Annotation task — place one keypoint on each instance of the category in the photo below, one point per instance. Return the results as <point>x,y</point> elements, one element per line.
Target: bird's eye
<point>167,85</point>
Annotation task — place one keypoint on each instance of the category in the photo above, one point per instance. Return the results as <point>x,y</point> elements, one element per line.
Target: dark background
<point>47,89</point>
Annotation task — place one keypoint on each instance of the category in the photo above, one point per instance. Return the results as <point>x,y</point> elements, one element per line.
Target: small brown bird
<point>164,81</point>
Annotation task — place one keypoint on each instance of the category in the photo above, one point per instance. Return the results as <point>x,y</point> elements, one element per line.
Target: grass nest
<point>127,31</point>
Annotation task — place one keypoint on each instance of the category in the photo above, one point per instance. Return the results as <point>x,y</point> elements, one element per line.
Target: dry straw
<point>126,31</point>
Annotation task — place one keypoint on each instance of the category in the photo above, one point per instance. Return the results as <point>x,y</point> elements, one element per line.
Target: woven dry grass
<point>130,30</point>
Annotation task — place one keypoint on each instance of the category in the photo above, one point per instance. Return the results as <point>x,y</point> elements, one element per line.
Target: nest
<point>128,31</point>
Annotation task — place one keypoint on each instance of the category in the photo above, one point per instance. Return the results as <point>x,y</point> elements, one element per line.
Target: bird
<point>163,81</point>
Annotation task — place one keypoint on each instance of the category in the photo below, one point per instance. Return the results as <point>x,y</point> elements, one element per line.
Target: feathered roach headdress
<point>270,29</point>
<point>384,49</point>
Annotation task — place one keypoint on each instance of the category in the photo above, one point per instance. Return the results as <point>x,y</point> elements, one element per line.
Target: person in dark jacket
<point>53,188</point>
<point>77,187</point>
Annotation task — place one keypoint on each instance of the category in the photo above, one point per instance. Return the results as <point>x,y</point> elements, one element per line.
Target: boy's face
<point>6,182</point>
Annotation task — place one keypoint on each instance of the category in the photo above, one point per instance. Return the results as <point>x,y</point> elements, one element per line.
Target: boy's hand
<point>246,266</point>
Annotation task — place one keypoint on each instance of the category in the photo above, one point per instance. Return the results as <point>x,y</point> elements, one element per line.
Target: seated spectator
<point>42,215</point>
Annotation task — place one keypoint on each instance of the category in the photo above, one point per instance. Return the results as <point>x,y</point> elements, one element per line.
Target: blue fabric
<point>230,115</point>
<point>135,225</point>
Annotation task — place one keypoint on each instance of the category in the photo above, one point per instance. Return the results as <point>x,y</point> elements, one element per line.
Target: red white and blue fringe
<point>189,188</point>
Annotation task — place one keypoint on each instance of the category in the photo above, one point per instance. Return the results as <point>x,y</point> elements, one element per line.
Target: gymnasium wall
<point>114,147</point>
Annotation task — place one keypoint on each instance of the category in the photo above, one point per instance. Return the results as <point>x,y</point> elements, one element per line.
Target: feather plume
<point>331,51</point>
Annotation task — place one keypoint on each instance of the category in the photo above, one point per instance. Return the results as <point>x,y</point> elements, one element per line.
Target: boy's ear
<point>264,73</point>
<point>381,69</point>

> [Task statement]
Word for word, return the entire set of entries.

> [Output of the task]
Annotation task — place one keypoint on each instance of the category in the photo below, one point per instance. Return the results as <point>x,y</point> elements, one element per line.
Target: bird's eye
<point>167,85</point>
Annotation task — place one keypoint on each instance of the category in the photo above, one point per instance. Return the results as <point>x,y</point> elements, one element per line.
Target: dark background
<point>47,89</point>
Annotation task — place one keypoint on each instance of the category in the photo above, one point per instance. Return the results as <point>x,y</point> elements, one element per line.
Target: small brown bird
<point>164,81</point>
Annotation task — place one keypoint on each instance of the category in the photo above, one point per instance. Return the results as <point>x,y</point> elements, one element per line.
Target: grass nest
<point>127,31</point>
Annotation task — place one keypoint on each instance of the category in the photo above, one point per instance. Return the results as <point>x,y</point> elements, one element per line.
Target: dry straw
<point>126,31</point>
Annotation task — place one keypoint on each instance of the category in the photo above, one point per instance. Return the results as <point>x,y</point> elements, one element per line.
Target: woven dry grass
<point>130,30</point>
Annotation task — place one keypoint on each instance of the category in the photo above, one point per instance. Return the results as <point>x,y</point> elements, one element per line.
Target: nest
<point>128,31</point>
Annotation task — place one keypoint on each instance of the category in the photo above, one point per instance. Return the results as <point>x,y</point> elements, one element per line.
Target: bird
<point>163,81</point>
Annotation task — place one keypoint on each instance of the category in the photo below, one point per instance. Return the results as <point>x,y</point> elements, one element per line.
Target: feathered roach headdress
<point>270,29</point>
<point>384,49</point>
Annotation task — place one keypoint on each instance of the category in the photo above, one point per instance. Return the results as <point>x,y</point> elements, one element per line.
Target: person in dark jacket
<point>53,188</point>
<point>77,187</point>
Annotation task — place one keypoint on each instance of the category in the photo above, one point per instance. Return the results as <point>x,y</point> elements, one element per line.
Target: boy's face
<point>6,182</point>
Annotation task — place one keypoint on each instance of the category in the photo above, one point per instance. Return the results as <point>x,y</point> elements, one element per line.
Target: boy's hand
<point>246,266</point>
Annotation task — place one keypoint on each instance of the category in the photo above, one point per instance. Return the results as <point>x,y</point> elements, one element per line.
Target: seated spectator
<point>42,215</point>
Annotation task — place one keypoint on each instance of the category in the photo above, one point per instance. Return the results as <point>x,y</point> elements, one element per line.
Target: blue fabric
<point>230,115</point>
<point>135,225</point>
Annotation task — place one keypoint on each instance of the category in the photo above, one point per instance. Return the results as <point>x,y</point> elements, one element per line.
Target: red white and blue fringe
<point>189,188</point>
Annotation task — place one keypoint on each instance of the category in the photo above, one point per instance. Return the results as <point>x,y</point> elements, one element per line.
Target: gymnasium wall
<point>114,147</point>
Annotation task — place one keypoint on each instance of the category in the photo above, one point per instance. Return the results as <point>x,y</point> elements, one element per line.
Target: feather plume
<point>331,51</point>
Annotation task — place one keypoint on each instance of the category in the photo above, one point per instance. Return the results as <point>x,y</point> elements, one element per line.
Target: boy's ear
<point>264,73</point>
<point>381,69</point>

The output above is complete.